» **Records supplied**:
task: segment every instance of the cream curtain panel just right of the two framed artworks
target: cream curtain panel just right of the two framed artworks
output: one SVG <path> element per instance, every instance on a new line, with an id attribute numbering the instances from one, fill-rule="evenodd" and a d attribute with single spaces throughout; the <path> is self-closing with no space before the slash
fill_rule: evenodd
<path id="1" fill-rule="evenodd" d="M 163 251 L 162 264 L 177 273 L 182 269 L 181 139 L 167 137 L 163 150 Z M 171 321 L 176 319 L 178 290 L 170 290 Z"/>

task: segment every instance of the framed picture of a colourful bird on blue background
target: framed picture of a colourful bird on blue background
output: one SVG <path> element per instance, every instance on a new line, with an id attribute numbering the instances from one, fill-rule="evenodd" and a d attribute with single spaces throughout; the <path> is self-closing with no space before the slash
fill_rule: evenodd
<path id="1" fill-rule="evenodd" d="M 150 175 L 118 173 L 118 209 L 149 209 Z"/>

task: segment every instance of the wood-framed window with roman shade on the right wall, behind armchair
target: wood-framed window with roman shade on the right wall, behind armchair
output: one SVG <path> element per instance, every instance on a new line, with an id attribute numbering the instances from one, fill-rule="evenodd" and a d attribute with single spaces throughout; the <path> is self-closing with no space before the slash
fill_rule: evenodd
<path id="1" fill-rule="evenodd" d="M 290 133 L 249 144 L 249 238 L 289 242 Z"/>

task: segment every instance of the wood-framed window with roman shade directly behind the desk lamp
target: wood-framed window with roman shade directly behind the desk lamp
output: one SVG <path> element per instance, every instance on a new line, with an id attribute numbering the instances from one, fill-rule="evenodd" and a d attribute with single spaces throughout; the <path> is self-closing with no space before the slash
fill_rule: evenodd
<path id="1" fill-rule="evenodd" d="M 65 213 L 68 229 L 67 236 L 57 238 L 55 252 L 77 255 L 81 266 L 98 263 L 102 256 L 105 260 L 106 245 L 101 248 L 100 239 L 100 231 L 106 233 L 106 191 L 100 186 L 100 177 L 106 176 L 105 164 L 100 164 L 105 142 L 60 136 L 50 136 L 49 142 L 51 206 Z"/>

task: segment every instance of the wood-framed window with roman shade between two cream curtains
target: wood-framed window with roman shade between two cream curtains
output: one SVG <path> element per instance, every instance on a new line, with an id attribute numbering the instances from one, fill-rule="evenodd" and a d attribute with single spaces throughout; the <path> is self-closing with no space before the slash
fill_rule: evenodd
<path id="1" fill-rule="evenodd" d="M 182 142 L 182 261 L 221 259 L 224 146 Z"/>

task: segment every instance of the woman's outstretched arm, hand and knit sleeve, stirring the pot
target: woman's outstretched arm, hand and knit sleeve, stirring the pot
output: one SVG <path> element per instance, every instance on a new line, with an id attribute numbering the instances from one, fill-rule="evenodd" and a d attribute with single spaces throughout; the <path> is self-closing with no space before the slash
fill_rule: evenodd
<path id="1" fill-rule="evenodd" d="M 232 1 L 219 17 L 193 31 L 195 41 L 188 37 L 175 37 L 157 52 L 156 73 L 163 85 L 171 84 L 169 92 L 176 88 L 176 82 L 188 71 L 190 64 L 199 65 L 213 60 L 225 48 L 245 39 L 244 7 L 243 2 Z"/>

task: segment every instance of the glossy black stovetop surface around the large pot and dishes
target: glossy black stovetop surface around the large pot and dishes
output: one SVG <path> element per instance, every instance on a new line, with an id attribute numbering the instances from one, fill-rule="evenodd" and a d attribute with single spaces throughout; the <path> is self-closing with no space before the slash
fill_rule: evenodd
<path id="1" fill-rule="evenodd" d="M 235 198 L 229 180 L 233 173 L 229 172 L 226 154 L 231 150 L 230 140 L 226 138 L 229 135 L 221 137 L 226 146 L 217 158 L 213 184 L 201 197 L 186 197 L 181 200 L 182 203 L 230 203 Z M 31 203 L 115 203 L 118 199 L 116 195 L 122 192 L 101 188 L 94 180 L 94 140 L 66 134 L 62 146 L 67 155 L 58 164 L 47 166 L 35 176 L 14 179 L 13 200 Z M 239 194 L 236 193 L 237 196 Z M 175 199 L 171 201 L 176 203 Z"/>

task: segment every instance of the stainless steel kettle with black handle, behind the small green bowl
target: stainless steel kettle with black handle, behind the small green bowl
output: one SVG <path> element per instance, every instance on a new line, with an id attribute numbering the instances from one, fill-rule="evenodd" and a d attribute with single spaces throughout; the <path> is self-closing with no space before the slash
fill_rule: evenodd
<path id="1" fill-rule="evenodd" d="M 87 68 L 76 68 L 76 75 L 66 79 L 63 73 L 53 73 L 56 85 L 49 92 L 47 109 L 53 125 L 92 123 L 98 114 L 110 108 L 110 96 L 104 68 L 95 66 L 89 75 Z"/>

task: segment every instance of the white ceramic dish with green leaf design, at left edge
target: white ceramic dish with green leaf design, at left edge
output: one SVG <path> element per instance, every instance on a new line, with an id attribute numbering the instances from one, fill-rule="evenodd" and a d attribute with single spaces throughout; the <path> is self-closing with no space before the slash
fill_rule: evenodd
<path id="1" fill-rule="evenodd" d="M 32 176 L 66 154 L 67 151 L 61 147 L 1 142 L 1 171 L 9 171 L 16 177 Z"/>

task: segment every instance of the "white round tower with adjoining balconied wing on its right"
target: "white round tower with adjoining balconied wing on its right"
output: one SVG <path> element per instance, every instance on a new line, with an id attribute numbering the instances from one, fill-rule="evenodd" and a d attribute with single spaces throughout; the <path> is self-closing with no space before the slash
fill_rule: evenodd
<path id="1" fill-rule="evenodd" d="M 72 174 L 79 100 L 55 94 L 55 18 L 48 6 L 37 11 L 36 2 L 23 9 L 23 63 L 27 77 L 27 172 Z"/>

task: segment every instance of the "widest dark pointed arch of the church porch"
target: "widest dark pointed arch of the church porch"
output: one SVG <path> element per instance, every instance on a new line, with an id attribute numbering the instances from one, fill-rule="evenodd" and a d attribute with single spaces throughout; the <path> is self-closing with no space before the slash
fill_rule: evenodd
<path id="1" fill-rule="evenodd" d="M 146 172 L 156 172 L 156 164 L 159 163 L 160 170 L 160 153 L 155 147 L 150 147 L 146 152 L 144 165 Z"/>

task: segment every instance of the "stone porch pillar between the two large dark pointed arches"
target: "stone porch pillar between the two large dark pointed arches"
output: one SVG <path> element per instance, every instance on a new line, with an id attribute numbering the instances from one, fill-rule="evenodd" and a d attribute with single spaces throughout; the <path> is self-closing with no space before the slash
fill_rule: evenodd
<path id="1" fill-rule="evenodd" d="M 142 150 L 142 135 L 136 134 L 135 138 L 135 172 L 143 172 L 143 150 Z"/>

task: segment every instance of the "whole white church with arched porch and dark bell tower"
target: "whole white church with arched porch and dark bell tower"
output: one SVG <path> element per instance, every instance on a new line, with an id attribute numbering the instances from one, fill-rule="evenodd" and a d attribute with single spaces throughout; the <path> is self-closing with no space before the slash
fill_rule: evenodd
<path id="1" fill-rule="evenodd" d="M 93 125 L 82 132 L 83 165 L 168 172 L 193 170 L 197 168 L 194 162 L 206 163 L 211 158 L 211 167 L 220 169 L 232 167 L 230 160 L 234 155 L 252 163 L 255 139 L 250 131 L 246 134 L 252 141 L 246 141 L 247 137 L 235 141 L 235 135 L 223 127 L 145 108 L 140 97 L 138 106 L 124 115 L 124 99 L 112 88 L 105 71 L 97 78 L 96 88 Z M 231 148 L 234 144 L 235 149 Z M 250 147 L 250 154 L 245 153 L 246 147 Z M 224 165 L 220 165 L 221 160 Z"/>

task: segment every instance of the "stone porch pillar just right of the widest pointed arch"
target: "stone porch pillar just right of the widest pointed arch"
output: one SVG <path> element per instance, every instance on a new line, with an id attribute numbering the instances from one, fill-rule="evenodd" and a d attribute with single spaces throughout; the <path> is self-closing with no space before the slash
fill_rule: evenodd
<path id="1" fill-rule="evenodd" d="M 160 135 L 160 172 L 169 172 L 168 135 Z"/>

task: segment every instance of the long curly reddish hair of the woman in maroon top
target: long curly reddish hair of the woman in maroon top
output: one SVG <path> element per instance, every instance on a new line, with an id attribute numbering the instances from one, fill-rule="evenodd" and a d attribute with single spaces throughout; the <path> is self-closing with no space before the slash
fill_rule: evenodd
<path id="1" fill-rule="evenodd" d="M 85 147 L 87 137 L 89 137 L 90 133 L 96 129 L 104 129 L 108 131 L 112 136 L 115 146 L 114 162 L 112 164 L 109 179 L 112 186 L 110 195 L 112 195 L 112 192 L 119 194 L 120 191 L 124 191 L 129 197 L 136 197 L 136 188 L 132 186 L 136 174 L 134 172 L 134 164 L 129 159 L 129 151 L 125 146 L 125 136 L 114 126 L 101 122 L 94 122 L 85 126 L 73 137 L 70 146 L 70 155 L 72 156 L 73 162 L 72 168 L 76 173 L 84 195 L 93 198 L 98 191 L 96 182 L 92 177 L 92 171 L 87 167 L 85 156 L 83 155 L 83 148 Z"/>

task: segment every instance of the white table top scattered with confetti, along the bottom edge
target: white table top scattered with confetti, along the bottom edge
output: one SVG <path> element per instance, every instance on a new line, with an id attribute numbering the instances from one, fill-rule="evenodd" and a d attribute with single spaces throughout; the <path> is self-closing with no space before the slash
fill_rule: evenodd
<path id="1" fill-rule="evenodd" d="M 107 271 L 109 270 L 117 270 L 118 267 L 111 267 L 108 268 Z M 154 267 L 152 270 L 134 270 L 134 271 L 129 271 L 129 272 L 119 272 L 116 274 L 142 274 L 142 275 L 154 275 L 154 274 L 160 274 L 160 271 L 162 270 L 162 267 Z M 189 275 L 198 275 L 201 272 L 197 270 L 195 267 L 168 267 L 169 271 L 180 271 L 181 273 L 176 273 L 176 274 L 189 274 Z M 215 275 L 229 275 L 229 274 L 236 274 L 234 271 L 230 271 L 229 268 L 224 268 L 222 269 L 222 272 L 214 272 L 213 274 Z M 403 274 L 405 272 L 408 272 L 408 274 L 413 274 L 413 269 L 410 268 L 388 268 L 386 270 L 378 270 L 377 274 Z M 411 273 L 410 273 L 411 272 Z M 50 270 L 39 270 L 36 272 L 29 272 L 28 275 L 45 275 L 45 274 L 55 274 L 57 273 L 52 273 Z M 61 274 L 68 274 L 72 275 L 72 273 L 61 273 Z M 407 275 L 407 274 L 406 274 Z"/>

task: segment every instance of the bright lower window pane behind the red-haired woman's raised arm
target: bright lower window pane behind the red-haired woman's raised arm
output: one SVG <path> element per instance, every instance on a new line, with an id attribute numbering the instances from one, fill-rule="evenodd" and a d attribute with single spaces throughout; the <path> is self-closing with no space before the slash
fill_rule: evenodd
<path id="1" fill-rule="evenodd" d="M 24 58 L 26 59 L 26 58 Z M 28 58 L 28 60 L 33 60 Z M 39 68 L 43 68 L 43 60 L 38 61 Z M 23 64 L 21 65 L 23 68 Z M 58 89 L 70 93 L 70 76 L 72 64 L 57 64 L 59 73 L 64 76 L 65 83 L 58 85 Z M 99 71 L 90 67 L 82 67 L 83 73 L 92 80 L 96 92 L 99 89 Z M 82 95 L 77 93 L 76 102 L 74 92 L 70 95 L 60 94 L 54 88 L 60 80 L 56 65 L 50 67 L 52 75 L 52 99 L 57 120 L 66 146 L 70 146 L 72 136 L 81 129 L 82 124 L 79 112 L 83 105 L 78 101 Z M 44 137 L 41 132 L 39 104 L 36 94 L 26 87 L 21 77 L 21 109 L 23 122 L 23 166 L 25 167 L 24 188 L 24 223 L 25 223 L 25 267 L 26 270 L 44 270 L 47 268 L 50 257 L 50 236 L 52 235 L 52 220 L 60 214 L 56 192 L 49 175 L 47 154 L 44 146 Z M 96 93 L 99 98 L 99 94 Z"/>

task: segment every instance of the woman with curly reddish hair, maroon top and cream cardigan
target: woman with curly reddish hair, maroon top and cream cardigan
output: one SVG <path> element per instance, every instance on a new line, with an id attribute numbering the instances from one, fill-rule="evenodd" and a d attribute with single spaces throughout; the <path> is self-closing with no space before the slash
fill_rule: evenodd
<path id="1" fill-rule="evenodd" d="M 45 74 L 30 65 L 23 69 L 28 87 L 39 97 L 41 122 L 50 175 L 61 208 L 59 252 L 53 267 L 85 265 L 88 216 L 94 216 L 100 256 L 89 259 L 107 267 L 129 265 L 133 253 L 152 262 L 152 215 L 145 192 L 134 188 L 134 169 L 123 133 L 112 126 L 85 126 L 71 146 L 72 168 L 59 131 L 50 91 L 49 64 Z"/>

» **Activity**: Look through the listing above. Pick out each line with "outstretched" and copy it.

» **Exercise result**:
task: segment every instance of the woman's outstretched arm, hand and knit sleeve, stirring the pot
target: woman's outstretched arm, hand and knit sleeve, stirring the pot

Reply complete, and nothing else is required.